Un altro requisito fondamentale riguarda la residenza. Per poter accedere al sostegno, è necessario che la madre risieda stabilmente in Italia al momento della nascita del bambino o, nel caso di adozione o affidamento, al momento dell’ingresso del minore in famiglia.

Questo vincolo assicura che il beneficio sia riservato a chi vive e contribuisce nel territorio italiano.

Contributi

Il terzo requisito riguarda i contributi versati. La madre, o l’ex lavoratrice che ha perso il lavoro, deve aver versato almeno tre mesi di contributi nel periodo compreso tra i 18 ei 9 mesi precedenti la nascita del figlio. Questo requisito si applica anche alle madri che, pur avendo interrotto il lavoro, hanno beneficiato di prestazioni economiche da parte dell’INPS, come la malattia o l’indennità di disoccupazione. Tuttavia, è importante che il periodo tra la nascita del bambino e la fine del diritto alla prestazione non superi la durata della prestazione stessa, con un limite massimo di nove mesi.

Non cumulabilità

Un aspetto cruciale da considerare è che l’assegno di maternità non è cumulabile con altre prestazioni di sostegno alla maternità percepite sotto altre forme. Tuttavia, nel caso in cui l’importo dell’assegno di maternità dello Stato sia superiore a quello di eventuali prestazioni già percepite, è possibile richiedere la differenza.

In questo modo, si garantisce che le madri ricevano il massimo supporto economico possibile, anche in presenza di altre forme di sostegno minori.

Non è da confondersi con l’assegno di maternità erogato dai comuni.

La domanda per l’assegno di maternità

La domanda per l’assegno di maternità deve essere presentata entro sei mesi dalla nascita del bambino o dall’ingresso effettivo del minore nella famiglia, nel caso di adozione o affidamento. È possibile inoltrare la richiesta direttamente all’INPS, l’Istituto Nazionale della Previdenza Sociale, oppure attraverso il supporto di un patronato, che offre assistenza nelle pratiche burocratiche e nell’invio della documentazione.

Quando si procede alla richiesta dell’assegno di maternità, è fondamentale assicurarsi che tutta la documentazione richiesta sia completa e corretta.

Il mancato rispetto delle tempistiche o la presentazione di documenti incompleti potrebbe comportare un ritardo nell’erogazione del sostegno o addirittura il rifiuto della domanda.

L’assegno rappresenta un importante aiuto per molte famiglie, soprattutto in un contesto lavorativo precario, dove le entrate economiche possono essere instabili e insufficienti a coprire le spese legate alla nascita o all’accoglienza di un bambino. Le lavoratrici precarie, o quelle che hanno perso il lavoro, possono così contare su un supporto economico che aiuta a fronteggiare i primi mesi dopo la nascita, riducendo lo stress finanziario.

*Dati raccolti*:
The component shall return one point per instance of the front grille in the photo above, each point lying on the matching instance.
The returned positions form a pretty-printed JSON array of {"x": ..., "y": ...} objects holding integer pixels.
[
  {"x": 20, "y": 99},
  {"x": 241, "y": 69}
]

*Cosa fare*: Scrivi tutti i titoli di sezione che compaiono nel testo sull'assegno di maternità, nello stesso ordine.

*La risposta*:
- Contributi
- Non cumulabilità
- La domanda per l'assegno di maternità